Devuelve sin cambios las líneas del material desde la que contiene "find | night sky" hasta la que contiene "column 422, row 153", ambas incluidas.
─── MATERIAL DEL EJERCICIO
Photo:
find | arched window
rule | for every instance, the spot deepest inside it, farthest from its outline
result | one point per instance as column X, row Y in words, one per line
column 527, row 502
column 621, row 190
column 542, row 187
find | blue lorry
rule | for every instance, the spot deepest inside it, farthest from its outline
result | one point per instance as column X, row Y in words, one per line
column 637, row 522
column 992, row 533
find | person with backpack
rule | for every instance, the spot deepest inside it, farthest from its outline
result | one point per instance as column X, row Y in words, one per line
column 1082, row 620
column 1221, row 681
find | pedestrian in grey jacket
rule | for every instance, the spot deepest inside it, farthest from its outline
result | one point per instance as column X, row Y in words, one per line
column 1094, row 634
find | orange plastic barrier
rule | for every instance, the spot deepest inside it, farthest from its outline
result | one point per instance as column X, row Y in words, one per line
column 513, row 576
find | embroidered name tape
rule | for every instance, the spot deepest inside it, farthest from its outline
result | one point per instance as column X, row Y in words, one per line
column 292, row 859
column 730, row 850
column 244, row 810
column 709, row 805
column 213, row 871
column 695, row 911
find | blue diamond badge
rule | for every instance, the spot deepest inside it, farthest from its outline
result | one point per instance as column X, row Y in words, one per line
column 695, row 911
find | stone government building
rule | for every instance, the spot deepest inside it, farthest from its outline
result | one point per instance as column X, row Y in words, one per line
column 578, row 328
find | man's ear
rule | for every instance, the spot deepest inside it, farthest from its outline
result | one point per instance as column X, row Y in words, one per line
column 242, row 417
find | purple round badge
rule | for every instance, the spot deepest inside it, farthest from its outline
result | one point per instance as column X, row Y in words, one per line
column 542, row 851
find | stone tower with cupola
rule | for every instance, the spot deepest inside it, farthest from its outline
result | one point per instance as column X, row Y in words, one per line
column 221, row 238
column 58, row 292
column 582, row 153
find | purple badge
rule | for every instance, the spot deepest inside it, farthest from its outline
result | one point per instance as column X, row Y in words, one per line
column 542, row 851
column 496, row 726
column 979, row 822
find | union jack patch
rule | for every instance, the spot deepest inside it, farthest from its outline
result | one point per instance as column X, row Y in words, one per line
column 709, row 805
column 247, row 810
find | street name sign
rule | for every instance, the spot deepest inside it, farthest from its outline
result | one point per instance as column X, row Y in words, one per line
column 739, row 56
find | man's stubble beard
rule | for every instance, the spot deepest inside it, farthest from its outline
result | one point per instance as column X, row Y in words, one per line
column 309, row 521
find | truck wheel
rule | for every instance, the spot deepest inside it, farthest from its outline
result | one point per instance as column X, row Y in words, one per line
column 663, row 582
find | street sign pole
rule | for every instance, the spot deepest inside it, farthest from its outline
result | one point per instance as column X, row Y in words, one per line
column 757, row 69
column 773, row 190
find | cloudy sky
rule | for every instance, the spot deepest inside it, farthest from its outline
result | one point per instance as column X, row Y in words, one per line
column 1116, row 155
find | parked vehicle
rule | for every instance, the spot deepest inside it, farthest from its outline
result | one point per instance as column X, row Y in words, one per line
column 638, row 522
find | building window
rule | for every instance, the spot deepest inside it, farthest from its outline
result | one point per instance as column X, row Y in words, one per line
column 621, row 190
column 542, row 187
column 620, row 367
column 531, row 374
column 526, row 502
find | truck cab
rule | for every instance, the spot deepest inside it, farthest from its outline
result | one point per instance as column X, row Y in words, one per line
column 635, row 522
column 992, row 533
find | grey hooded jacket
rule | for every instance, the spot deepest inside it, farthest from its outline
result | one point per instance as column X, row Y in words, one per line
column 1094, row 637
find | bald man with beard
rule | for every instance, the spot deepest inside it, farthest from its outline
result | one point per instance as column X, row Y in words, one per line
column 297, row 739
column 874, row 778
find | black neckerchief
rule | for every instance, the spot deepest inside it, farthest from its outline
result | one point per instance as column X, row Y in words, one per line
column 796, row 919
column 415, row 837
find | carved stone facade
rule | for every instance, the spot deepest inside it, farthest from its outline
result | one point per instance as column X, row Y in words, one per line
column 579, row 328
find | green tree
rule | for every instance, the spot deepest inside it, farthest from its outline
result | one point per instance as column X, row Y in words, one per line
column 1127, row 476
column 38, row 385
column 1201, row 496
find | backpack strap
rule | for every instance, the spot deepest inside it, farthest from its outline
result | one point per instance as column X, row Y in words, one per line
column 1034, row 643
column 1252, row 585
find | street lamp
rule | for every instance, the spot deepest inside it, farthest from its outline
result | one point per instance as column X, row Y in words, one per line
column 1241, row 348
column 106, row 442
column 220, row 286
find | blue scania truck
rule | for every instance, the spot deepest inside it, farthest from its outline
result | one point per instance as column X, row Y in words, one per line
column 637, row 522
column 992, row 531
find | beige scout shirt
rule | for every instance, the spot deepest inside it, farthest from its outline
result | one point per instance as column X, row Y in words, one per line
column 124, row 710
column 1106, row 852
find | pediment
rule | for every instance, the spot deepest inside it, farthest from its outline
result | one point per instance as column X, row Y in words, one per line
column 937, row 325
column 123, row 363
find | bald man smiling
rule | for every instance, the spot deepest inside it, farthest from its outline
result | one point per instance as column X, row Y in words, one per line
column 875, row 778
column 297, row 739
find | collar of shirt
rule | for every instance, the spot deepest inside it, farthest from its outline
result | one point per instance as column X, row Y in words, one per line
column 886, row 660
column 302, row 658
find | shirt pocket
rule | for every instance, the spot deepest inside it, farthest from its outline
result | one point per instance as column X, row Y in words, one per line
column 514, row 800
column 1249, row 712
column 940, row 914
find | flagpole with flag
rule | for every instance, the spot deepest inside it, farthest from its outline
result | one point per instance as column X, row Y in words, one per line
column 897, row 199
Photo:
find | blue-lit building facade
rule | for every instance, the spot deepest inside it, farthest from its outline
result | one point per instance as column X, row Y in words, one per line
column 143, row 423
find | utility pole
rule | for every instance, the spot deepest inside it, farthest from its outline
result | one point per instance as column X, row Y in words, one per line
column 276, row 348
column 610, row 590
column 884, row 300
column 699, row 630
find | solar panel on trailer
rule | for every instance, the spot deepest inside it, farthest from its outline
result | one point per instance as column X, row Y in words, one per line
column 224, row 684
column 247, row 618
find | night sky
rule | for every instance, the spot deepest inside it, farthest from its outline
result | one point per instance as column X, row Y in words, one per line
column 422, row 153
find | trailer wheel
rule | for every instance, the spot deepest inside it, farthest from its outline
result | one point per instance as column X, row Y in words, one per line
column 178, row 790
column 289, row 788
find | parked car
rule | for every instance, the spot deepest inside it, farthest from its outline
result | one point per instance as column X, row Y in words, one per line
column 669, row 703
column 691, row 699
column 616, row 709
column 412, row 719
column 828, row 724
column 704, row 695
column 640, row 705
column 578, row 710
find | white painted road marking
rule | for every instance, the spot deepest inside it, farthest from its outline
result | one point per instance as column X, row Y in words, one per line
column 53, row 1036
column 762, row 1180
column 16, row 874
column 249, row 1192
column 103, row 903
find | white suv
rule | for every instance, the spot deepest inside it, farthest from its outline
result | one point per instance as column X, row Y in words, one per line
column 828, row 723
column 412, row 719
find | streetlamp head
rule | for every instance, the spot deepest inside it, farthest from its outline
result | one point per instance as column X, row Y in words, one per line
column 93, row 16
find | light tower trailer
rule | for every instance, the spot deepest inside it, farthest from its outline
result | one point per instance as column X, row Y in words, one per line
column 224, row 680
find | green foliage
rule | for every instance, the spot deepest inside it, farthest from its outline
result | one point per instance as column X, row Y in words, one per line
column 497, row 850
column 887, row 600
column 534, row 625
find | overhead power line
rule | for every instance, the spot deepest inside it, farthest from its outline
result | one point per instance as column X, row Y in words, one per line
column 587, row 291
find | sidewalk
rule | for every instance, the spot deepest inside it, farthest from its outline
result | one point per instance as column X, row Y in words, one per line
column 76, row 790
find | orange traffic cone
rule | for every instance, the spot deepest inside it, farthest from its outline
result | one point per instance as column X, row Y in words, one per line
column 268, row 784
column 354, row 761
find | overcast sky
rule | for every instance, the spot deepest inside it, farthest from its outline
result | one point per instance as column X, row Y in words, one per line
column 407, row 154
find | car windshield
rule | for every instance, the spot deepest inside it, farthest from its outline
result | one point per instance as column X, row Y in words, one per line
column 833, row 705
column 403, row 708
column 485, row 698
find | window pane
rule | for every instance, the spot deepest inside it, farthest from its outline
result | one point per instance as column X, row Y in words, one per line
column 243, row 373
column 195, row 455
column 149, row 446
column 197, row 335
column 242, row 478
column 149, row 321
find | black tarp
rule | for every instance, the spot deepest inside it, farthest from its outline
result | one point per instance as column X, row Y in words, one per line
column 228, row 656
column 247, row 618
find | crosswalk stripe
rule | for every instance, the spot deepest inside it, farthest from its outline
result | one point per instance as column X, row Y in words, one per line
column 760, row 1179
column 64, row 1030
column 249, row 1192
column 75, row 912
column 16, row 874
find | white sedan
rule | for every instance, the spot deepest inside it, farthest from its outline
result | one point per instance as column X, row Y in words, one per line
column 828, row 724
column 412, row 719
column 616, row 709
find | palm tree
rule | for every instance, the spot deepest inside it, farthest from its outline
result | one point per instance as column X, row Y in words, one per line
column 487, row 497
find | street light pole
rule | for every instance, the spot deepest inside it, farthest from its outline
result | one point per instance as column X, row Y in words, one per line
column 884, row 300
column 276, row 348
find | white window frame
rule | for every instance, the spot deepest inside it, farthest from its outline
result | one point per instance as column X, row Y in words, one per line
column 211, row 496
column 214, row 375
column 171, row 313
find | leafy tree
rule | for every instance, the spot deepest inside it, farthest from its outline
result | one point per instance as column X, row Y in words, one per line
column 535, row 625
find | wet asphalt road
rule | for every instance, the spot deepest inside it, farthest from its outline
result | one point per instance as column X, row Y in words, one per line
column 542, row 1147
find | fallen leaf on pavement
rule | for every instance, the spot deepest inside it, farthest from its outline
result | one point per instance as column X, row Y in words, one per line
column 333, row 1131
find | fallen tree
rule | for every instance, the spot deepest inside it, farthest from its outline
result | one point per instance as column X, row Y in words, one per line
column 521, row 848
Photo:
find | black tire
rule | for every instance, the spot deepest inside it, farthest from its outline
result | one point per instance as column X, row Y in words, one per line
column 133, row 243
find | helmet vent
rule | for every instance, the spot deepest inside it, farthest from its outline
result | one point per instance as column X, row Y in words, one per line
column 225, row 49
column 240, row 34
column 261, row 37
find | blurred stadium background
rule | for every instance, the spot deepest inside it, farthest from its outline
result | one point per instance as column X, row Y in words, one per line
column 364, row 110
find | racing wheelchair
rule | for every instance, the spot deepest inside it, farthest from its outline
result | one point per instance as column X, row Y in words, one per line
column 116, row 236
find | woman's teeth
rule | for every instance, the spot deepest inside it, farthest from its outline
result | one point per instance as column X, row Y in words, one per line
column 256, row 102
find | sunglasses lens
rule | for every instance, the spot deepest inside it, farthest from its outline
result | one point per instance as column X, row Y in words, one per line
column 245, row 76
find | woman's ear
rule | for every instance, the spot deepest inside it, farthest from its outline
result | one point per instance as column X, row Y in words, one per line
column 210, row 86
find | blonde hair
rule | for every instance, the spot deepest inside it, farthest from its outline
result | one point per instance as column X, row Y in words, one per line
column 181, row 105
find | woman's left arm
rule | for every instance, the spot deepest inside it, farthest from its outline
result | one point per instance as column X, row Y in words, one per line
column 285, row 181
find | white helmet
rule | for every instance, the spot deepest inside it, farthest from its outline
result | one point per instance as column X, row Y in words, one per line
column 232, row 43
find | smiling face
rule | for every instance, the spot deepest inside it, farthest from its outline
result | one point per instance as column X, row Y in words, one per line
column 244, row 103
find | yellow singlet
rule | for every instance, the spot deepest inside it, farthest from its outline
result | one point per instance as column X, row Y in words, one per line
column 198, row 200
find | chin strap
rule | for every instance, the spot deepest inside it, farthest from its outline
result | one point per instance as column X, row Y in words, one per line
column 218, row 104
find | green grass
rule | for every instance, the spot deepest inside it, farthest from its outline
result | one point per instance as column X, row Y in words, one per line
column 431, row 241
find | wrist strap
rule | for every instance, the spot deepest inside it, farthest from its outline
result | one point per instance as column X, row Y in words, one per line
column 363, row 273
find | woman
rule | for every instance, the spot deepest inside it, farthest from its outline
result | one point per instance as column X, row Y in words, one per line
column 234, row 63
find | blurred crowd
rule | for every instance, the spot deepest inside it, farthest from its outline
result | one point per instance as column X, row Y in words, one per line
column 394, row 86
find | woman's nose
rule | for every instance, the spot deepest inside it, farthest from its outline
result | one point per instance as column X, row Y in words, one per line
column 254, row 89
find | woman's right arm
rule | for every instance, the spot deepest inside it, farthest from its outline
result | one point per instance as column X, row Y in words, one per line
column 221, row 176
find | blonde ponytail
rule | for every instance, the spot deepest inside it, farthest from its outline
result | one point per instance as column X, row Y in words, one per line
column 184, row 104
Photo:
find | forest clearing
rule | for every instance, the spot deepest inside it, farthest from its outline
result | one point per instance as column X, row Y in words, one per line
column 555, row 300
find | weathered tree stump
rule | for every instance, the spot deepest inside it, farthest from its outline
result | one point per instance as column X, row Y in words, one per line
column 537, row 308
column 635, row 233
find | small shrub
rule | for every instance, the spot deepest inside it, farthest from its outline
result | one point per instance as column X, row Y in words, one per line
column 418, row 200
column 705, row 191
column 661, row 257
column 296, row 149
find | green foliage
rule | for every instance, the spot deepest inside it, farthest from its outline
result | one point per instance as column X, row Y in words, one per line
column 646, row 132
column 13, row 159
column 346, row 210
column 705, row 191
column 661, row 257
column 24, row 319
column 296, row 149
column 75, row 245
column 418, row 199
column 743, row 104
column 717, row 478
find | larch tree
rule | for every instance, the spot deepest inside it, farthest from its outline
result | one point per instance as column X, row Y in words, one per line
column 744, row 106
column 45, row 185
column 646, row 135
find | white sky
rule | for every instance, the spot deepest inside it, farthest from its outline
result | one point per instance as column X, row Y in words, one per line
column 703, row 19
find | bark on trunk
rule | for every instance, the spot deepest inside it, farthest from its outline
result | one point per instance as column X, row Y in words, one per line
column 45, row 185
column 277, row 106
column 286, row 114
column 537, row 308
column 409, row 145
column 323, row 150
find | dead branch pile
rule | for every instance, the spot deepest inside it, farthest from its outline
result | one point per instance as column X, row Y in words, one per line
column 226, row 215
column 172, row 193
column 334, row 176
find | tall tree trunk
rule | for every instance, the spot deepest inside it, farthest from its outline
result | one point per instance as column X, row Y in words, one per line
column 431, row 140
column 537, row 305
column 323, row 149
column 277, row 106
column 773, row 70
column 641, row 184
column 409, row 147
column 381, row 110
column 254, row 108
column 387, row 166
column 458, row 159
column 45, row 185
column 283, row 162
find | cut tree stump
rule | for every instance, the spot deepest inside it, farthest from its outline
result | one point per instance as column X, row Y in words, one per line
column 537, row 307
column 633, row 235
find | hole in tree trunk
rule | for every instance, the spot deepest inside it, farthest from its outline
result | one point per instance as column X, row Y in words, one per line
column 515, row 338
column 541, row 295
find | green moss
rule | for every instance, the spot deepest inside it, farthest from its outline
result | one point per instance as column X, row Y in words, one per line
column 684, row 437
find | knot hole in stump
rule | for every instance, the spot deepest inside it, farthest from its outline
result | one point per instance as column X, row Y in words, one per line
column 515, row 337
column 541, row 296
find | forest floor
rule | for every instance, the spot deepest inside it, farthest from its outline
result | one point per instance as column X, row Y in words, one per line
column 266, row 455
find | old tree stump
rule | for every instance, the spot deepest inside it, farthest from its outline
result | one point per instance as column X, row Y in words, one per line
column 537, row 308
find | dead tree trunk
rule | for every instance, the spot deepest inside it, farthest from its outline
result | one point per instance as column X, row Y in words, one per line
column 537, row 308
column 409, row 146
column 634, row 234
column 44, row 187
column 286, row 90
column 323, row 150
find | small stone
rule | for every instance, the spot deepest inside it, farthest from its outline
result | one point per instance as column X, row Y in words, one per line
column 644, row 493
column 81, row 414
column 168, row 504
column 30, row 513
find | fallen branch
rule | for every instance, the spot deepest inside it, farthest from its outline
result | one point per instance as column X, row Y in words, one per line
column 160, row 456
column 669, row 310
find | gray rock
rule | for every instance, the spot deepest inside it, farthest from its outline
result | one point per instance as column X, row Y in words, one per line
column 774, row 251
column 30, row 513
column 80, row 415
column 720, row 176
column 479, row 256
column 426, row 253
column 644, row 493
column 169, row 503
──────
▸ **RESPUESTA**:
find | night sky
rule | for every instance, the spot deepest inside it, farthest from its outline
result | one point per instance as column X, row Y in words, one per line
column 422, row 153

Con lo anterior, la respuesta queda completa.